Task objective: Copy each of the following lines verbatim, without changing any character.

Data listing:
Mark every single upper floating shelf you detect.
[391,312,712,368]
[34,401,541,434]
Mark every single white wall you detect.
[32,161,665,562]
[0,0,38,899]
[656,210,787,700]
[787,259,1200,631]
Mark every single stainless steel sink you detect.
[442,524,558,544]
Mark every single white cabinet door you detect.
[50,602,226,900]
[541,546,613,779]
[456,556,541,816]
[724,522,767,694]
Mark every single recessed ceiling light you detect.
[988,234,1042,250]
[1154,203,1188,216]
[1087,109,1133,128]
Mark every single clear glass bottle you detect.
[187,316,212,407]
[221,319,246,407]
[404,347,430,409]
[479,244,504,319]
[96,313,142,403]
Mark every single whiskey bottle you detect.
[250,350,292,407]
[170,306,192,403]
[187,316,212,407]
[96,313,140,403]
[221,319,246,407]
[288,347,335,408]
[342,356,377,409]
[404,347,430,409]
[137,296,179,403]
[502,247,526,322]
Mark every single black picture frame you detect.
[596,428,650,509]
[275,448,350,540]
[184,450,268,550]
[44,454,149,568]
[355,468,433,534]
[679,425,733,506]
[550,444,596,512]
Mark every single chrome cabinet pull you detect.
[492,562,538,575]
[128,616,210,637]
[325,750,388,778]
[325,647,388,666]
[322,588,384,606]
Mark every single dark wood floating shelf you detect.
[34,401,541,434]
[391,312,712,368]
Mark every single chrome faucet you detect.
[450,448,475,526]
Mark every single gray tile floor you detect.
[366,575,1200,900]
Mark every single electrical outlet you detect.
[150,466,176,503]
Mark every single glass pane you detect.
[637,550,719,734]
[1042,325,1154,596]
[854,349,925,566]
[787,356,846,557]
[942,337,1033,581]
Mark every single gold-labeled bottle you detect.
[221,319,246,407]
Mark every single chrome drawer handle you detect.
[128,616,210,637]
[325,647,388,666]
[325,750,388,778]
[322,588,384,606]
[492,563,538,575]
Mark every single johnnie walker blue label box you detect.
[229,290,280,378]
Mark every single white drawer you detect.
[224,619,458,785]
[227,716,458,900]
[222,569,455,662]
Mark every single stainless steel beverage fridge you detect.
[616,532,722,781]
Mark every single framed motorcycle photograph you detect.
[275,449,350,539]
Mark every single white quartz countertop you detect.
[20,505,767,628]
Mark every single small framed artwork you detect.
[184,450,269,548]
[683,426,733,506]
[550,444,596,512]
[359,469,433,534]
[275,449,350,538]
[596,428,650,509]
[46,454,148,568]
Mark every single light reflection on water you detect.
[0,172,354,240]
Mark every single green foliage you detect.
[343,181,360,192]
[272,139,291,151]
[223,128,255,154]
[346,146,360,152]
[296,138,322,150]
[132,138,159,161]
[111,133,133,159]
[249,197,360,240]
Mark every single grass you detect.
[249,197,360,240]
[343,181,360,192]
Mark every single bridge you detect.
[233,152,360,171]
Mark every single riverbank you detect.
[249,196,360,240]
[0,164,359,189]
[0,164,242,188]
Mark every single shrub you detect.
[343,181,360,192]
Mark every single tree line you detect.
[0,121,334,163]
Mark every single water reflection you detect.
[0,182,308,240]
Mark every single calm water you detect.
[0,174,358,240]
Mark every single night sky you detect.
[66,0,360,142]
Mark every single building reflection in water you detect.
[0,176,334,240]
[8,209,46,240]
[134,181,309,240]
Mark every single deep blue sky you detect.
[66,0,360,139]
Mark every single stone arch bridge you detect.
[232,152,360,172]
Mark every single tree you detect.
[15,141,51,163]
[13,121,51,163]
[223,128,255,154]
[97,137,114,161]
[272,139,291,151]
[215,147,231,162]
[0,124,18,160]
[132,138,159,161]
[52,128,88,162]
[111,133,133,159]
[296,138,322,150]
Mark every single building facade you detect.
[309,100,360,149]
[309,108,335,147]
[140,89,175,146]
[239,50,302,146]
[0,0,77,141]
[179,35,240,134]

Complete answer:
Mark every single upper floating shelf you detect.
[391,312,712,368]
[34,401,541,434]
Mark every single white wall you detect.
[32,161,665,562]
[0,0,38,899]
[656,210,787,700]
[787,259,1200,631]
Mark every single stainless steel sink you detect.
[442,524,558,544]
Mark every single white cabinet door you detect.
[50,602,226,900]
[541,546,613,779]
[456,556,541,816]
[724,522,767,694]
Mark every single recessed ceiling light you detect.
[988,234,1042,250]
[1154,203,1188,216]
[1087,109,1133,128]
Mark every single clear glass bottle you detect.
[187,316,212,407]
[221,319,246,407]
[404,347,430,409]
[479,244,504,319]
[96,313,142,403]
Mark every single whiskey bottle you detect.
[250,350,292,407]
[170,306,192,403]
[187,316,212,407]
[96,313,140,403]
[221,319,246,407]
[288,347,335,408]
[342,356,377,409]
[404,347,430,409]
[137,296,179,403]
[502,247,526,322]
Mark every single black picture frame you detect.
[596,428,650,509]
[275,448,350,540]
[184,450,268,550]
[44,454,149,568]
[355,468,433,534]
[679,425,733,506]
[550,444,596,512]
Mark every single chrome cabinet pull you detect.
[492,562,538,575]
[128,616,210,637]
[325,750,388,778]
[325,647,388,666]
[322,588,384,606]
Mark every single dark wood floating shelf you detect.
[34,401,541,434]
[391,312,712,368]
Mark every single chrome faucet you detect.
[450,448,475,526]
Mark every single gray tile floor you detect.
[366,575,1200,900]
Mark every single electrical outlet you detect.
[150,466,176,503]
Mark every single glass pane you detect.
[637,550,719,734]
[1042,325,1154,596]
[854,349,925,566]
[787,356,846,557]
[942,337,1033,581]
Mark every single gold-labeled bottle you detect.
[221,319,246,407]
Mark every single chrome drawer handle you detect.
[128,616,210,637]
[325,647,388,666]
[325,750,388,778]
[322,588,384,606]
[492,563,538,575]
Mark every single johnnie walker blue label box you detect.
[229,290,280,378]
Mark every single white drawer you detect.
[224,619,458,785]
[227,716,458,900]
[222,569,455,662]
Mark every single stainless steel beverage fridge you detect.
[616,532,722,781]
Mark every single framed motorcycle photograph you detect.
[275,449,350,539]
Mark every single white quartz countertop you detect.
[20,505,767,628]
Mark every single small framed artwork you detect.
[184,450,269,548]
[683,426,733,506]
[550,444,596,512]
[359,469,433,534]
[275,449,350,538]
[596,428,650,509]
[46,454,148,568]
Mark every single light reflection on water you detect.
[0,172,354,240]
Mark every single green foliage you detect.
[343,181,360,192]
[272,139,291,151]
[223,128,255,154]
[346,146,360,152]
[296,138,322,150]
[132,138,159,161]
[111,133,133,159]
[249,197,360,240]
Mark every single grass you detect.
[249,197,360,240]
[343,181,360,192]
Mark every single bridge you detect.
[233,152,360,171]
Mark every single riverbank you detect.
[249,196,360,240]
[0,164,359,189]
[0,164,242,188]
Mark every single shrub you detect.
[343,181,360,192]
Mark every single tree line you detect.
[0,121,334,163]
Mark every single water reflection you detect.
[0,182,308,240]
Mark every single calm water you detect.
[0,174,358,240]
Mark every single night sky you detect.
[66,0,360,142]
Mark every single building reflection in water you detect.
[0,176,334,240]
[8,209,46,240]
[134,181,309,240]
Mark every single deep blue sky you detect.
[66,0,360,139]
Mark every single stone arch bridge you detect.
[232,152,360,172]
Mark every single tree you detect.
[15,141,51,163]
[13,121,51,163]
[223,128,255,154]
[97,137,114,161]
[272,139,291,151]
[215,147,231,162]
[0,124,18,160]
[132,138,159,161]
[52,128,88,162]
[111,133,133,159]
[296,138,322,150]
Mark every single building facade you detect.
[309,100,360,149]
[309,108,335,147]
[140,89,175,146]
[239,50,302,146]
[0,0,77,141]
[179,35,240,134]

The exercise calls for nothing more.